— PAGE EXCERPT —
2

I have a large CSV data file -- ~1,444,000 rows of data -- that I am reading in and converting to a numpy array. I read three of 22 columns. This is what I am currently doing:

import numpy as np
import csv

fid = open('data.csv', 'r')
csvfile = csv.reader(fid, dialect='excel', delimiter=',')
csvfile.next() # to skip header

t = []
u = []
w = []
for line in csvfile:
  t += [line[1]] # time
  u += [line[-4]] # velocity x
  w += [line[-2]] # velocity z
t = np.array(t, dtype='float')  
u = np.array(u, dtype='float')
w = np.array(w, dtype='float')

So my question is: Is this efficient? I was originally going to append the new data to an existing numpy array in the loop until I read that the whole array has to me moved each time in memory.

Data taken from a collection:
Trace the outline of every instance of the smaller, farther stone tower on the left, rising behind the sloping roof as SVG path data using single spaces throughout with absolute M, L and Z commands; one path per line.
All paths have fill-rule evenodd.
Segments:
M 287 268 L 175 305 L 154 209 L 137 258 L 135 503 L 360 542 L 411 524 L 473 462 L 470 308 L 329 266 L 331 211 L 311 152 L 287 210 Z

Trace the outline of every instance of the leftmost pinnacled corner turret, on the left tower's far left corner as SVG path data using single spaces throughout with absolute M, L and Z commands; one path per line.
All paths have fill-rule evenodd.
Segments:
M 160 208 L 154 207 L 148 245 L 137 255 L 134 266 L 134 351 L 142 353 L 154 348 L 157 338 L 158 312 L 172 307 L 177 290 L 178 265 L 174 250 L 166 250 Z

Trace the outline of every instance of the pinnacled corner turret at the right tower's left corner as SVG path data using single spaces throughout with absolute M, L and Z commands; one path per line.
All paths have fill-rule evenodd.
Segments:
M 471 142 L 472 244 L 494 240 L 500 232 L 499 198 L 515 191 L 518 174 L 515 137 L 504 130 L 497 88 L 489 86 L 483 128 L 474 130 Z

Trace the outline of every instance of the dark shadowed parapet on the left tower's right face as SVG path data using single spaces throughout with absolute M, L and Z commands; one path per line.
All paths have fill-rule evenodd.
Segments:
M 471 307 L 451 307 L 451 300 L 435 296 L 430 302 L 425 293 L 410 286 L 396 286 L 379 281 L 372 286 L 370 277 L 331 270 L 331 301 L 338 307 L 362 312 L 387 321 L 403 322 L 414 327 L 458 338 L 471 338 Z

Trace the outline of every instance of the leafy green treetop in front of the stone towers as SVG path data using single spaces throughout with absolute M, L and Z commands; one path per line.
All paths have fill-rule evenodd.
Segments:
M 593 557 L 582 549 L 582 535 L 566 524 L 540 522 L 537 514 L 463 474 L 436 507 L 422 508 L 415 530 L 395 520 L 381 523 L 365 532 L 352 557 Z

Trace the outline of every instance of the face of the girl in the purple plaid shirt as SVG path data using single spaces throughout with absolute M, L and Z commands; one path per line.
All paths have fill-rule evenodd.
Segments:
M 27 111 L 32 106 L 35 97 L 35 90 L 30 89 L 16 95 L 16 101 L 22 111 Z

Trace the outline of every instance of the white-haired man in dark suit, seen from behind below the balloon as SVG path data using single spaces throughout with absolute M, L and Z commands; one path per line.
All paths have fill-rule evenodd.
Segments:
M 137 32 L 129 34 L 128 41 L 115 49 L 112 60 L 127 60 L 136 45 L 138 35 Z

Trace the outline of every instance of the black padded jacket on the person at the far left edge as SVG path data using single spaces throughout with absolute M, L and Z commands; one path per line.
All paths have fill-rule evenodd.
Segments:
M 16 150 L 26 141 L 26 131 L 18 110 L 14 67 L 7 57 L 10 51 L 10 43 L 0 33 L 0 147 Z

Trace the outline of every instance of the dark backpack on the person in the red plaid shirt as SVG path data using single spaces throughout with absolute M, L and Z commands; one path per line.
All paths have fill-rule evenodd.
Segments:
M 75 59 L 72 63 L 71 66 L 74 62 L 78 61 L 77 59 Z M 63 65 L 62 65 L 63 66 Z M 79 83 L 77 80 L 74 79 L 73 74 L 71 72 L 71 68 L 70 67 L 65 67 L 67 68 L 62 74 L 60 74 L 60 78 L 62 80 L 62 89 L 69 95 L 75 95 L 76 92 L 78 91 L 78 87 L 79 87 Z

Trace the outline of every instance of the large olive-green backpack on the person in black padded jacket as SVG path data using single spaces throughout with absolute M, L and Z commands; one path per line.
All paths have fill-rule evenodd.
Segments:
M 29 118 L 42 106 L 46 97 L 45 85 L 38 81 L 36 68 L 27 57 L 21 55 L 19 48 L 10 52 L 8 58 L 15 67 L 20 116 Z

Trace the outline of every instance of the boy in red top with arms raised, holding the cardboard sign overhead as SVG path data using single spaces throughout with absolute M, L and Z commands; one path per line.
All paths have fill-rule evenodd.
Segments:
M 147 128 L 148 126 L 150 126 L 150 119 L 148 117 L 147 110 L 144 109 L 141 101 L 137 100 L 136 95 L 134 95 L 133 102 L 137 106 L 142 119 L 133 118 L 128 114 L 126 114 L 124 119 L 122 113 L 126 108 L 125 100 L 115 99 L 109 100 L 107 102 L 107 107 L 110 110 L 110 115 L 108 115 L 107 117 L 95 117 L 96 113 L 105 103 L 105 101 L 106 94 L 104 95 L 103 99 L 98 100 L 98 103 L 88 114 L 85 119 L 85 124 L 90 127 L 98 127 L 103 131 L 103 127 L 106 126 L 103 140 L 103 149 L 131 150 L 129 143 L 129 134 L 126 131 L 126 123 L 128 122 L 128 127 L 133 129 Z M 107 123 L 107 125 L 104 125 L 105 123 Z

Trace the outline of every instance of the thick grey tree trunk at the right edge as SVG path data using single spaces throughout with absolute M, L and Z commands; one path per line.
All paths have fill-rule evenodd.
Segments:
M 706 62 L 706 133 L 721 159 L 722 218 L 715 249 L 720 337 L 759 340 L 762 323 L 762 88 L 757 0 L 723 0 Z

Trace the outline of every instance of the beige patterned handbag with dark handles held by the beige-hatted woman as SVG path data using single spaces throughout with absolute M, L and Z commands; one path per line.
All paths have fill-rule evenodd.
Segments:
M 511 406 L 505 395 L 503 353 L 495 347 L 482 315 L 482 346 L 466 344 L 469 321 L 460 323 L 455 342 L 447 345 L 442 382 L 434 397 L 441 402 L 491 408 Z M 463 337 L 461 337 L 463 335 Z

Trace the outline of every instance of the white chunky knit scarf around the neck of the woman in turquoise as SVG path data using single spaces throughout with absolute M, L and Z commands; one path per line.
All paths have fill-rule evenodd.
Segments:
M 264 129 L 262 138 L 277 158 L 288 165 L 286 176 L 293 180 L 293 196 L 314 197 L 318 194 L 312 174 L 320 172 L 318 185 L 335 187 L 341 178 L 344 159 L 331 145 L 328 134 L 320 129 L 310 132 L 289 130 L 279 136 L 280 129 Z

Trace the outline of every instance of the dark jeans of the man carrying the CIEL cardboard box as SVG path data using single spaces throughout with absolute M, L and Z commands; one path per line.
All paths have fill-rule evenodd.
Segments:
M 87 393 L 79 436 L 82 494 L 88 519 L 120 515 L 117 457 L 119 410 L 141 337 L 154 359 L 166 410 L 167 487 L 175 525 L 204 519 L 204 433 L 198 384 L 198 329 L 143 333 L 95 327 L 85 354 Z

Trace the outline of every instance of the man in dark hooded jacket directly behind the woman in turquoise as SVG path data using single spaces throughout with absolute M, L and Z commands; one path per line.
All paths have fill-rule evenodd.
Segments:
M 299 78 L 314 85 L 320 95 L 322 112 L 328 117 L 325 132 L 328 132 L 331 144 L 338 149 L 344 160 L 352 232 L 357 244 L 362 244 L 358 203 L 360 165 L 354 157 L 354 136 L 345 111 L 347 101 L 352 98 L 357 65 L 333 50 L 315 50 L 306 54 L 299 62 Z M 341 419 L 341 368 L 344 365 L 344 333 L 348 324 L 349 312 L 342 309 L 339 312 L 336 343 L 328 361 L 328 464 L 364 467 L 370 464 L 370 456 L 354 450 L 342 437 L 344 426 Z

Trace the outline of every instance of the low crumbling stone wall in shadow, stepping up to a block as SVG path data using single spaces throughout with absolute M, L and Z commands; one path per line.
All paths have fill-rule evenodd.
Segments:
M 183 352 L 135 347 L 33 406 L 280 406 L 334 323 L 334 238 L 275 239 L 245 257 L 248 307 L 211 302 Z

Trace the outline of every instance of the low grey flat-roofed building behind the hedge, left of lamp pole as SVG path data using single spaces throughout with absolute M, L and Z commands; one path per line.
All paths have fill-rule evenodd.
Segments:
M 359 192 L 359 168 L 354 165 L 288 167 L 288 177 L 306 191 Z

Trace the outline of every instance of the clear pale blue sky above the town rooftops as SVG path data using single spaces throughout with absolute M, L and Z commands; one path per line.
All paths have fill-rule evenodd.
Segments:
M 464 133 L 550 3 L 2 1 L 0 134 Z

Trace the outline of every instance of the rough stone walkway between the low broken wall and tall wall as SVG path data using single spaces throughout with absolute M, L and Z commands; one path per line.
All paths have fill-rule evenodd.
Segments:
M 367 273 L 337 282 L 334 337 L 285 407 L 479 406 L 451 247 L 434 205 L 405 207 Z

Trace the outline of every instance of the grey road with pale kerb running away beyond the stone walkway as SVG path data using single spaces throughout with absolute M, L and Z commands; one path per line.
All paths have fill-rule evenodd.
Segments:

— YOUR OBJECTIVE —
In the forum post above about loading a CSV file into numpy, how many of the file's columns are read?

— WRITTEN RESPONSE —
Three of the 22 columns.